■ WORK INSTRUCTIONS
Answer these questions about the Salesforce benchmark article below:
1. Into which four categories are the benchmark's evaluation criteria grouped?
2. Across which use cases will the benchmark be available on release?
3. Into what does the combined data filter?

■ EXTRACT
================================
Salesforce Unveils LLM Benchmark to Optimise GenAI Implementations

Salesforce Unveils LLM Benchmark to Optimise GenAI Implementations

The LLM Benchmark for CRM allows Salesforce customers to match each GenAI use case to the best-suited model.

Salesforce has announced the “world’s first” LLM (large language model) Benchmark for CRM. With the solution, Salesforce customers can rank LLM models on a leaderboard to select the best possible option for their chosen genAI use case.

The LLM Benchmark enables this by leveraging a “comprehensive evaluation framework”, with criteria grouped into four categories: accuracy, speed, cost, and trust & safety.

With scores available across each category, Salesforce hopes businesses can make “smart decisions” when evaluating LLMs and utilise its open Einstein platform to leverage multiple models where they’re best fit.

So, for example, a service team may harness one LLM to draft customer replies and another to summarise customer conversations. However, the LLM Benchmark will only be available across service and sales use cases on release – with Salesforce planning to expand the offering across its CRM apps thereafter.

The CRM provider also promises to continually advance its evaluation of LLMs and – eventually – to rank fine-tuned models alongside iterations of hallmark offerings like ChatGPT, Gemini, and Llama.

Sharing the news, Silvio Savarese, EVP & Chief Scientist at Salesforce AI Research, stated, “Salesforce’s new LLM Benchmark for CRM is a significant step forward in the way businesses assess their AI strategy within the industry. It not only provides clarity on next-generation AI deployment but also can accelerate time to value for CRM-specific use cases. Our commitment is to continuously evolve this benchmark to keep pace with technological advancements, ensuring it remains relevant and valuable.”

With the LLM Benchmark, businesses can not only monitor the best-performing LLM but gain new insight into the performance of such deployments. 

According to Salesforce, its offering is differentiative because it’s based on real-world data sets and human evaluations conducted by its employees and external customers. All that combined data filters into a Tableau Dashboard, where businesses can assess LLMs across use cases.
================================
■ SOURCE MATERIAL
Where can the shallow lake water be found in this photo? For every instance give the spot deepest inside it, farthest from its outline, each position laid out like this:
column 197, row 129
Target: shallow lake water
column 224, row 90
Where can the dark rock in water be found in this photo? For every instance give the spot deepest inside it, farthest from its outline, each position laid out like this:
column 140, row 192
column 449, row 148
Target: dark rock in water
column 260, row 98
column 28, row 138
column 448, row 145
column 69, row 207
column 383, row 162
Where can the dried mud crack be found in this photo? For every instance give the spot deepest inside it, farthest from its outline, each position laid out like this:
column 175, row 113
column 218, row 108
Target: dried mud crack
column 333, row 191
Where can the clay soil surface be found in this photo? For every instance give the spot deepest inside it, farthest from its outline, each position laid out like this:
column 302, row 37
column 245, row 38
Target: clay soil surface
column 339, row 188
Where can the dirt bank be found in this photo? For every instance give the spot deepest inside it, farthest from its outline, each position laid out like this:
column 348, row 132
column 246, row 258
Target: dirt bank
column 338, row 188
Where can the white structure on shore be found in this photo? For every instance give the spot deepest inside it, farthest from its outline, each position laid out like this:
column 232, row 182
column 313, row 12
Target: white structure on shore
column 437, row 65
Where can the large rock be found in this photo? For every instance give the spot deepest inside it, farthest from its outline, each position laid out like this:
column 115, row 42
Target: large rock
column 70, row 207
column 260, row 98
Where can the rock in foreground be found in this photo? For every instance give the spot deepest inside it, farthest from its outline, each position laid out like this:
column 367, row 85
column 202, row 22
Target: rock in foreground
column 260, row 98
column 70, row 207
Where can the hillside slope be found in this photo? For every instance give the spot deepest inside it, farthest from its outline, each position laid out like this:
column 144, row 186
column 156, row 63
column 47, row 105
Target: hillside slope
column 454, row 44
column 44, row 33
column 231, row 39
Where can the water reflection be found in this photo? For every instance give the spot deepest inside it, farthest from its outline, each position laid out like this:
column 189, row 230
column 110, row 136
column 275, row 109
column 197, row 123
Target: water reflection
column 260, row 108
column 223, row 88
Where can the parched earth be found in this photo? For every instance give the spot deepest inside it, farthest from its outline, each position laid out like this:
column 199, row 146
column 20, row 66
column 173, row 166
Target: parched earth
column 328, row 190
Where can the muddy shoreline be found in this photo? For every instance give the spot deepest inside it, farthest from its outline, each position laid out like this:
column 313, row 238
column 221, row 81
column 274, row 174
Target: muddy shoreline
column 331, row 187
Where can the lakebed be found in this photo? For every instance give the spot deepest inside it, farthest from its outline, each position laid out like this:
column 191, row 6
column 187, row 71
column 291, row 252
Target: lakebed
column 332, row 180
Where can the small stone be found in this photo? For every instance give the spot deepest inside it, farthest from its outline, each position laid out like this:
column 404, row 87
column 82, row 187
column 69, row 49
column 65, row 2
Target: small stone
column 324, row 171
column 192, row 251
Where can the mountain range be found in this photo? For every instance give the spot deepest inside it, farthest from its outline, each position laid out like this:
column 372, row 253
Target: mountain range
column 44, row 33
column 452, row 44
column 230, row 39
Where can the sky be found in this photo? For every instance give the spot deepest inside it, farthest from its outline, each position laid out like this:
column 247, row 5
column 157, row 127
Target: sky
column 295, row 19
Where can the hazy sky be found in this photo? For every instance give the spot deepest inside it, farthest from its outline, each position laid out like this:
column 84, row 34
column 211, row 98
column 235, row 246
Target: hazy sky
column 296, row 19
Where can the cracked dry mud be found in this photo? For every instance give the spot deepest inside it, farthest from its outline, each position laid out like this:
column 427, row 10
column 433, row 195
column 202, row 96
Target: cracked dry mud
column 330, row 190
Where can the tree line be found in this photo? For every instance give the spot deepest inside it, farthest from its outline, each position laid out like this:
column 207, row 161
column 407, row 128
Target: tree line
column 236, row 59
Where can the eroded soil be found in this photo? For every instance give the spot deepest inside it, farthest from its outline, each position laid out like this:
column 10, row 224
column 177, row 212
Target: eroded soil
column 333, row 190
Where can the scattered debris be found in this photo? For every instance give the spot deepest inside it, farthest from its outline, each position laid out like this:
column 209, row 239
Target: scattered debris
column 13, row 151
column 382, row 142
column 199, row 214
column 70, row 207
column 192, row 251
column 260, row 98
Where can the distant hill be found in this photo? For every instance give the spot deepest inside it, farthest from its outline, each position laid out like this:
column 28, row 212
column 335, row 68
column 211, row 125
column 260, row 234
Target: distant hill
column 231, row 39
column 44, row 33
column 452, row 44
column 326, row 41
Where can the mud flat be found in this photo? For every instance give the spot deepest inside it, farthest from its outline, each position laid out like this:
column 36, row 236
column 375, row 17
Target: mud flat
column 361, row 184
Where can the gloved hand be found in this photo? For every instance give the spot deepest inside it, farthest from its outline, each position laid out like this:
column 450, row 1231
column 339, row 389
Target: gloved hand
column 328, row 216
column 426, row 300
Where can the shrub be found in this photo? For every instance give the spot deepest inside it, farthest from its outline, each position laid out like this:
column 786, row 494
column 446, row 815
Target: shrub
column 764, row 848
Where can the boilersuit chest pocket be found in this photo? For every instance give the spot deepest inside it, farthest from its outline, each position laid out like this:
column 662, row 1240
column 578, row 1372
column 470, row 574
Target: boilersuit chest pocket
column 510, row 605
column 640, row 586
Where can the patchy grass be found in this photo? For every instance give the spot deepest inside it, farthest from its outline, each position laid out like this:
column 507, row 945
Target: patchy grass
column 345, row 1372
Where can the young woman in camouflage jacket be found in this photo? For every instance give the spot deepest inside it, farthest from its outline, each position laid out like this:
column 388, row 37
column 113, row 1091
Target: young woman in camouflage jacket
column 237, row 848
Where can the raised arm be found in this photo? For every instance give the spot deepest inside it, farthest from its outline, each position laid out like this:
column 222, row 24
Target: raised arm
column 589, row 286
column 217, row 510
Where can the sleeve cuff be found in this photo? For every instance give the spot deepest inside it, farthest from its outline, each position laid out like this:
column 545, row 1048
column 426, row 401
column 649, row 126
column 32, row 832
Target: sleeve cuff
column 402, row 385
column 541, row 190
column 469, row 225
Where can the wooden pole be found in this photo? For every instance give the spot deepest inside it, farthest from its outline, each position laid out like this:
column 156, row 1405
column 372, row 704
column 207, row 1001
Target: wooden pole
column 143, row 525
================================
■ RESPONSE BOX
1. Accuracy, speed, cost, and trust & safety.
2. Service and sales use cases.
3. A Tableau Dashboard.